*Excerpt to read*
I See Awkwardness In Your Future

3 Jan

I had met up with my friend, Lanie, for dinner and drinks.  We had been discussing our lives, our hopes, our dreams {insert girlish sighing}, etc. when Lanie suggested we visit a psychic.

fool

After the first round of drinks, the idea of visiting a psychic was funny.  After the second round of drinks, it seemed legit.  After the fifth round of drinks {don’t judge us!} it seemed like THE MOST FANTASTIC IDEA OF ALL TIME!

I could’ve sworn someone told me of a psychic that operated out of an old house a few blocks up the street from our restaurant.  It must be kismet!  We stumbled our way up Main Street until I saw a house that looked “psychic-y”.

Me: “THIS is it!” {Strolling confidently toward front door}

Lanie: {Strolling slightly less confidently} “Are you sure?”

Me: “Yeeeeeeeesssssssssssssssssssss” {(eye roll) Begin to open door}

Lanie: “WAIT! Shouldn’t we knock first?”

Me: “NO! It’s a business! Since when do you knock on a shop door? Come on, will you! I need to get my tarot on!” {Stumble ever so slightly on first porch step; catch myself; hear Lanie make an uncertain noise}

{I open front door and see a large group of men.  Suddenly, a collie puppy comes running up to me, tail wagging}

Me: “PUPPY!!!!!” {Immediately fall to knees and begin petting puppy’s tummy}

Lanie: {Holding door open, but remains standing on porch} “Um…” {nudging my shoulder}

Me: {Am now sprawled out on entrance floor, fully engrossed in puppy cuddles, beside myself with joy.  Only slightly aware of the line of men waiting to see the psychic}

Lanie: {Begins tugging on my shoulder; whispers} “Are you suuure this is a psychic?”

*Items for bounding box labeling*
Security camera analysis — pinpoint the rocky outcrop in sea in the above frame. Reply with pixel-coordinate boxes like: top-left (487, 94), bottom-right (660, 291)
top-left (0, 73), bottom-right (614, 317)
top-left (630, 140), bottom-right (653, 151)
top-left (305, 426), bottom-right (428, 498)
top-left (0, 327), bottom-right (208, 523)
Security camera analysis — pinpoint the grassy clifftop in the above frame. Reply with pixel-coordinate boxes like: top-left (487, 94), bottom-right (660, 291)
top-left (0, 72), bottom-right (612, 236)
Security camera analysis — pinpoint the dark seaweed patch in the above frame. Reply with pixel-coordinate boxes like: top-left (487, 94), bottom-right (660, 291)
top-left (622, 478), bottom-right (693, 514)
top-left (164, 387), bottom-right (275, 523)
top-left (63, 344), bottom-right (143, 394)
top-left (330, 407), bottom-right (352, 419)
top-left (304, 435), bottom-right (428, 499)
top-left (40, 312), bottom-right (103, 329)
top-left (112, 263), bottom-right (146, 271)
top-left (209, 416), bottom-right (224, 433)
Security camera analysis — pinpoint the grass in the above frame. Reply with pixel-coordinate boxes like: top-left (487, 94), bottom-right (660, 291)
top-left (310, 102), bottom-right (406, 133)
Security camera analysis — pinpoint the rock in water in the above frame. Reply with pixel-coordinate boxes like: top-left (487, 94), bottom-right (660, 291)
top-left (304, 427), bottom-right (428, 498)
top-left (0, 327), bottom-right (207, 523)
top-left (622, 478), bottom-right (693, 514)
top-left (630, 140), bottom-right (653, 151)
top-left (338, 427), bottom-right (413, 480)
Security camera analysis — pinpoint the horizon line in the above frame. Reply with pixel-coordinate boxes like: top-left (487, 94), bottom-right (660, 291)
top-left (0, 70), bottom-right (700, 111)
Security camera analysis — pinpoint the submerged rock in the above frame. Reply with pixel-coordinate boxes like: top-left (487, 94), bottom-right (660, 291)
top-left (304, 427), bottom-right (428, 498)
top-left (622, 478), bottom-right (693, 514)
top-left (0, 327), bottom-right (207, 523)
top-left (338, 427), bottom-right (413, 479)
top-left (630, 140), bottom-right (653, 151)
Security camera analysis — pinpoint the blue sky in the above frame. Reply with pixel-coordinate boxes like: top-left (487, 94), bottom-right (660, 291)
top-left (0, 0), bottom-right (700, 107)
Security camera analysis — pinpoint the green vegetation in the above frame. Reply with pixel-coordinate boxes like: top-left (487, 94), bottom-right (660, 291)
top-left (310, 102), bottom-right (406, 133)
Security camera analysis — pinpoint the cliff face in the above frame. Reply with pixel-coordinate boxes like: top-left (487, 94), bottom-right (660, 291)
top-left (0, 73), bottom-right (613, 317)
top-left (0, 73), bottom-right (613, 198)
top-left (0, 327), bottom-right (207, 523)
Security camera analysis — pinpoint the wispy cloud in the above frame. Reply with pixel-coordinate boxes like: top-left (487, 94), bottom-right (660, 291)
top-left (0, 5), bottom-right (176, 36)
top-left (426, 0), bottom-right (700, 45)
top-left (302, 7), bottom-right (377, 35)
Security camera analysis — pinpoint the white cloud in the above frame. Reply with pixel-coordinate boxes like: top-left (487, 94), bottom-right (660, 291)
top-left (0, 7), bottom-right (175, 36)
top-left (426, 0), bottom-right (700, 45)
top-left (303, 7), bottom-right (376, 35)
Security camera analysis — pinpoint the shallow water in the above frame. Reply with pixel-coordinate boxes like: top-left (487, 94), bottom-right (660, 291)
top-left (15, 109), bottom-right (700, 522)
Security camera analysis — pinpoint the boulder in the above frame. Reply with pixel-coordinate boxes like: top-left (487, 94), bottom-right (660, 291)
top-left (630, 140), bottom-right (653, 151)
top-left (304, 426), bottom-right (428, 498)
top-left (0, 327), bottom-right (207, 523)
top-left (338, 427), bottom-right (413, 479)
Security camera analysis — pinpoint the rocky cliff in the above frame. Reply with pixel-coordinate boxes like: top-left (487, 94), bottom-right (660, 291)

*Exercise instructions*
A: In the post about visiting a psychic, after which round of drinks did the idea seem like the most fantastic idea of all time?
B: Pick up the story about visiting a psychic right after Lanie's whispered question, keeping the same voice and dialogue format.

*Answers*
A: The fifth round.

B:
Me: “YES! Obviously!!” {Look up at group of men who are in process of seating themselves around a table} “This is the psychic’s house, right?”

Head Guy: “What?”

Me: {Exasperated sigh} The psychic. {Duh!}  She lives here, right?

Lanie: {Lets door slowly shut on me and begins walking back down sidewalk}

Head Guy: “Noooo. This is my house. {He pauses, but when I don’t move he continues speaking} I live here.

Me: {blink}

Head Guy: “I…there is no psychic here. I think you and your friend have the wrong house?”

Me:  {Continue on floor with a puppy on my lap trying to make sense of what this ridiculous man is saying.}

Lanie: {Grabs me by my shirt and drags me out of the house}

It was only after I had left the house that I realized we had crashed that guy’s poker night.  There was no psychic on the premise.  I had simply gotten the address wrong.

In my defense… he had a creepy house!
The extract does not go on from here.